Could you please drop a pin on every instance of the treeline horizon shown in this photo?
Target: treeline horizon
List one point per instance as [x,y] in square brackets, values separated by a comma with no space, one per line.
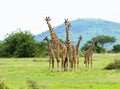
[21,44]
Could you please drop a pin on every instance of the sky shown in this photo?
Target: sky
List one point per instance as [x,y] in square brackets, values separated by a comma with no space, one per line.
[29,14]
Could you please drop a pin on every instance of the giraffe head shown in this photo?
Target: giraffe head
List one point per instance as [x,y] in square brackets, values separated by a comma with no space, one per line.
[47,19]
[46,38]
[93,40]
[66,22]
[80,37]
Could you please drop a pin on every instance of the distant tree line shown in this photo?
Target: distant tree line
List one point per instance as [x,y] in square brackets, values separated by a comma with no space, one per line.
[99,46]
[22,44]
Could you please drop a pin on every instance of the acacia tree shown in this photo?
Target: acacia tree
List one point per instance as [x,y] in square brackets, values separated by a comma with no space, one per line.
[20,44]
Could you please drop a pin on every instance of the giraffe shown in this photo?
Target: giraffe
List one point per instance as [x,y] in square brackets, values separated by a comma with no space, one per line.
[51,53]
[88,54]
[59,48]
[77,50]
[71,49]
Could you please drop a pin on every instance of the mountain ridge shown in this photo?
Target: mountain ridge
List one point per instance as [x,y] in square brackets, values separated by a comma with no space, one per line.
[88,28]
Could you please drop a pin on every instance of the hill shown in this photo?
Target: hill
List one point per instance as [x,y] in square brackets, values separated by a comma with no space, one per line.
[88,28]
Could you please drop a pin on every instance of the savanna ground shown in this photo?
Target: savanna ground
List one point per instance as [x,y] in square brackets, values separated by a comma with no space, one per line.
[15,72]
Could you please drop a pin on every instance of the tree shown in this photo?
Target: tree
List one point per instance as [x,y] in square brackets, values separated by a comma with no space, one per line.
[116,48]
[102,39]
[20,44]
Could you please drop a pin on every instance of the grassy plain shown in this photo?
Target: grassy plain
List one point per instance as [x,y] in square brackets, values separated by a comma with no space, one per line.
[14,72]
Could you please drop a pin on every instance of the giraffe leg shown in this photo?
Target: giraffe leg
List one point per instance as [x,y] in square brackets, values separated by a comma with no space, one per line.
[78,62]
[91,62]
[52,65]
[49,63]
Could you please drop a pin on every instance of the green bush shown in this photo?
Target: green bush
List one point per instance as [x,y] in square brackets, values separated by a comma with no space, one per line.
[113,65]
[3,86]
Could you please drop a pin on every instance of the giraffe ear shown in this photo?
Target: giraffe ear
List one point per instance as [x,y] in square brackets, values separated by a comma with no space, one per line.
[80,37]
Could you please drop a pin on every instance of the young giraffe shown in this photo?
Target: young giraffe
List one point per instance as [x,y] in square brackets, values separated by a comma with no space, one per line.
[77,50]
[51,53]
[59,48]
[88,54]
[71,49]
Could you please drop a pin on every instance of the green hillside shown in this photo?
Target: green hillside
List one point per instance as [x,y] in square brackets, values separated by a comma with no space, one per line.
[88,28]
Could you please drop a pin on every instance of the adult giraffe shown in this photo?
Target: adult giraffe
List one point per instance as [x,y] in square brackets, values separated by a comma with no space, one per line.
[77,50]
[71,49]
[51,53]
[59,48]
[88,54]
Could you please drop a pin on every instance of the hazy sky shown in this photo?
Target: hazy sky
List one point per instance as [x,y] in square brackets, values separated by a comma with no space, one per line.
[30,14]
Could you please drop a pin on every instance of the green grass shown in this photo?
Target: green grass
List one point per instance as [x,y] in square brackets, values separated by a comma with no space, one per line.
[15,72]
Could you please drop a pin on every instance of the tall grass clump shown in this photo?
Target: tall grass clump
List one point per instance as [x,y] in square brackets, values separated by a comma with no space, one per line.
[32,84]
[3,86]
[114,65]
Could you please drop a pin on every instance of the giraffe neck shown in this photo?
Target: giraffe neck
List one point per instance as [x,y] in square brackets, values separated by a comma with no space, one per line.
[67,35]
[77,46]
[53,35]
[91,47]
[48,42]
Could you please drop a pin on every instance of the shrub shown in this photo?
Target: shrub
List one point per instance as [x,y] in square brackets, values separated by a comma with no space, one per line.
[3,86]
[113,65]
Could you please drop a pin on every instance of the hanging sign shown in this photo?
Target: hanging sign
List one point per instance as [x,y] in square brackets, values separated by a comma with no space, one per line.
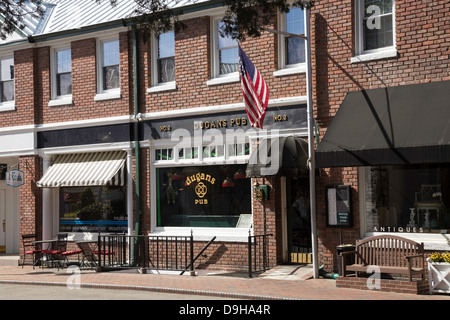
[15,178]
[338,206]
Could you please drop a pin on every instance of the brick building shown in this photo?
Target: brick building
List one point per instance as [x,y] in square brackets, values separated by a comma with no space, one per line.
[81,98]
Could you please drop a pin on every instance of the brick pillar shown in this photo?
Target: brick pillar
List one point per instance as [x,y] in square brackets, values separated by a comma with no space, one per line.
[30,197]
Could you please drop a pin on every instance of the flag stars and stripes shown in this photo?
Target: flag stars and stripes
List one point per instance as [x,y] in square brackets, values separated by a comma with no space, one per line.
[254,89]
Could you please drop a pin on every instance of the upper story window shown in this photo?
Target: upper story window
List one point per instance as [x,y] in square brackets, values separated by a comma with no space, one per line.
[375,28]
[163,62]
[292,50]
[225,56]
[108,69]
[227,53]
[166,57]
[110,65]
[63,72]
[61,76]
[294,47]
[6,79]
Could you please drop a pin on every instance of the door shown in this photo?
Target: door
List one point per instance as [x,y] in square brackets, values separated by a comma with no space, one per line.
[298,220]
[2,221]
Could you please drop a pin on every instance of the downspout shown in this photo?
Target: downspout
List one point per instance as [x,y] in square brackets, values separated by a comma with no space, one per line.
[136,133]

■ ■ ■ ■ ■ ■ ■

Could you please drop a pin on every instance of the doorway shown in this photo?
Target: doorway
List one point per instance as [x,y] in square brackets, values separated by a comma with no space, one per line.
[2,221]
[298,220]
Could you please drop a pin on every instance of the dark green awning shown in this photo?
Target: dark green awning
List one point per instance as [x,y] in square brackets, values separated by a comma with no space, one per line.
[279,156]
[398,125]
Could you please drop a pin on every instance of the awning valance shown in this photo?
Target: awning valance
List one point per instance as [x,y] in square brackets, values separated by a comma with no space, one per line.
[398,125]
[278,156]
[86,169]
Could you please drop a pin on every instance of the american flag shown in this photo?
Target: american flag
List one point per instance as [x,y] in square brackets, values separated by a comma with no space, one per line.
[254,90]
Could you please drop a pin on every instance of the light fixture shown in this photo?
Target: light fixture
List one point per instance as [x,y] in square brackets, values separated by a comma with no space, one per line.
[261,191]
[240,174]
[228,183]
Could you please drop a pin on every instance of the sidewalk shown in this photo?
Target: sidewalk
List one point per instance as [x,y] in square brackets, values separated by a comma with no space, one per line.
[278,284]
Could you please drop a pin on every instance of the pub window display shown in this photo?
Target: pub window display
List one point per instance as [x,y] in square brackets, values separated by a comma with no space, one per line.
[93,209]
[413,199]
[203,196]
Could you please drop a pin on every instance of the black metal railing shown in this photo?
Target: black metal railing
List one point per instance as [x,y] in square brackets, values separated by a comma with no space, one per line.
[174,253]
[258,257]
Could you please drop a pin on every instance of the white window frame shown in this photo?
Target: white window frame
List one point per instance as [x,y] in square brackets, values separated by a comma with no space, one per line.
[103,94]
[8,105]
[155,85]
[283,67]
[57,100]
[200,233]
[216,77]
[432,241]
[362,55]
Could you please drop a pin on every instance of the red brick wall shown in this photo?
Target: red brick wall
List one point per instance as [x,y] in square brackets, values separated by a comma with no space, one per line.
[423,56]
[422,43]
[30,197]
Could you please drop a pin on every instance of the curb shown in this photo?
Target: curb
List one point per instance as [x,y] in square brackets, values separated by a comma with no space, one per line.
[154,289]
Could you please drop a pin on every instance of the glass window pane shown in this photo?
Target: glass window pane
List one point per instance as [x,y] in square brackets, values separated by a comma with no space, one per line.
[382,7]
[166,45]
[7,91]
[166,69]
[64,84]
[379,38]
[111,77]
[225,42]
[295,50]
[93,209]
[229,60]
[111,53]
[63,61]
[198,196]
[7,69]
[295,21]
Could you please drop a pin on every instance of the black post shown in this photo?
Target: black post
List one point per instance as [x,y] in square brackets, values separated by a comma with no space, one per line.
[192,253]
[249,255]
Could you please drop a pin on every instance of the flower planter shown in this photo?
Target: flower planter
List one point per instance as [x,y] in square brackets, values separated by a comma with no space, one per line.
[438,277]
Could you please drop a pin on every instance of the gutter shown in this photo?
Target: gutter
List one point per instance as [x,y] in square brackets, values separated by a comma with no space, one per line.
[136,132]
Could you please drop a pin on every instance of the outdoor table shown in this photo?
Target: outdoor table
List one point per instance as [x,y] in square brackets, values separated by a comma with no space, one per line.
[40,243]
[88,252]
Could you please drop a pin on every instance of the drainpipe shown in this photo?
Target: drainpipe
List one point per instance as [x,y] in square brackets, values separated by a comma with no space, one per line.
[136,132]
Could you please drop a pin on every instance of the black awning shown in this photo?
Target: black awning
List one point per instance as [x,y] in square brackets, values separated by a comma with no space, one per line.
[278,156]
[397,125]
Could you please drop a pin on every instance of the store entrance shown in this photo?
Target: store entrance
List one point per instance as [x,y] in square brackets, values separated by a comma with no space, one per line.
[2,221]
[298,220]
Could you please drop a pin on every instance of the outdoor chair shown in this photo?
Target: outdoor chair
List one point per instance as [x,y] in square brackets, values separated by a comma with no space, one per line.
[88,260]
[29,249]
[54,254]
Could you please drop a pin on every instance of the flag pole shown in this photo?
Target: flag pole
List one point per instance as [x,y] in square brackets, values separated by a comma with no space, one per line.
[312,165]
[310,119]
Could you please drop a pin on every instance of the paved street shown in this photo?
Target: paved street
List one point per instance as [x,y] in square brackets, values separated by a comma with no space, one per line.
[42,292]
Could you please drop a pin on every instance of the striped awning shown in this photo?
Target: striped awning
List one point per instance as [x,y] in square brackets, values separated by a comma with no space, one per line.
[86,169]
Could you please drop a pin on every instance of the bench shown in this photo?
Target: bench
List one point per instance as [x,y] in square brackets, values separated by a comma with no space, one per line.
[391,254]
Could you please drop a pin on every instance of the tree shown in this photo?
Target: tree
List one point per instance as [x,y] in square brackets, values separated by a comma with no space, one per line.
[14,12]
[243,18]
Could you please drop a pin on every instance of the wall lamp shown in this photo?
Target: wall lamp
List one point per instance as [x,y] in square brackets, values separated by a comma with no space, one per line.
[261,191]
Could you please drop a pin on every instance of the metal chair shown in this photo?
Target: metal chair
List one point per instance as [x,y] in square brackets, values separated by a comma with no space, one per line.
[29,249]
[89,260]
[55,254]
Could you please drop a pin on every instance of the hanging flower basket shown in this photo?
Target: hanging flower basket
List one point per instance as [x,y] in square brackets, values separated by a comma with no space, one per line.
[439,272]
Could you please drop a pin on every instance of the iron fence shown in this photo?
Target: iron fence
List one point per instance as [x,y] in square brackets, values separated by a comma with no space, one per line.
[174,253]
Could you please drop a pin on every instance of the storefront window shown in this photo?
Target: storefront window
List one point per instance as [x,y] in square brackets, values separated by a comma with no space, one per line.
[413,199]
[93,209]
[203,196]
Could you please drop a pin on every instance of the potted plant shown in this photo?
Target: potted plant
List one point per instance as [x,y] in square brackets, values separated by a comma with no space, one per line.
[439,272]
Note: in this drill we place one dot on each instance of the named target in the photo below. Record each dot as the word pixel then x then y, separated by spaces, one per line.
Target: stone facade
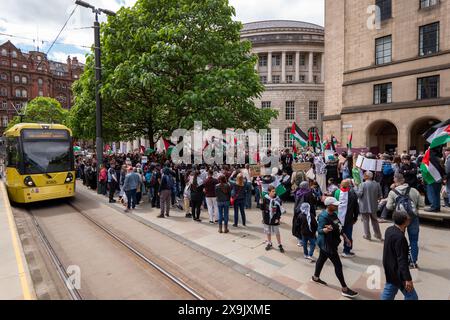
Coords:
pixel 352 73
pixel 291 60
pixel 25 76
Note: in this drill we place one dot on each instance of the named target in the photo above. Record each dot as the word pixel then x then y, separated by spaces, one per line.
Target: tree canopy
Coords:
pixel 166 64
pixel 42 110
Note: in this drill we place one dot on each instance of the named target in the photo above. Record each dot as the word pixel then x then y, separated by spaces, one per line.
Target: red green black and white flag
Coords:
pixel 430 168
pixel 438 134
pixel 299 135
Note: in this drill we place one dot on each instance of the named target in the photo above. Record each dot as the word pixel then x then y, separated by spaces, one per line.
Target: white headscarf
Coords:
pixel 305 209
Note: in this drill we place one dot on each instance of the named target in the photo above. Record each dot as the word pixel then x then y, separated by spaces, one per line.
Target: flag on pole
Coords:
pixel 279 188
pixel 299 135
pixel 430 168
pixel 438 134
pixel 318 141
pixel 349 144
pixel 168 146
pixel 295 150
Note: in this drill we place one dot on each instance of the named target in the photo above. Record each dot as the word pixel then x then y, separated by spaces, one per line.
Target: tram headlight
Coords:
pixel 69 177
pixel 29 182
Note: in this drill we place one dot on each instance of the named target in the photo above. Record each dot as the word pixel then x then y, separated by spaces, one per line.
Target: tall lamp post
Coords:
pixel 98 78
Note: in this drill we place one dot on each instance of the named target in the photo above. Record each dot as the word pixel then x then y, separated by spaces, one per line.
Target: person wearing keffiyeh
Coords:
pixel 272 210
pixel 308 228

■ ■ ■ ■ ■ ■ ■

WHAT YOU HAVE TO DO :: From the material above, please return each line containing "building".

WRITTEN ANSWER ::
Could you please drop a pin on every instance of the brick building shown in this photo?
Target: brick building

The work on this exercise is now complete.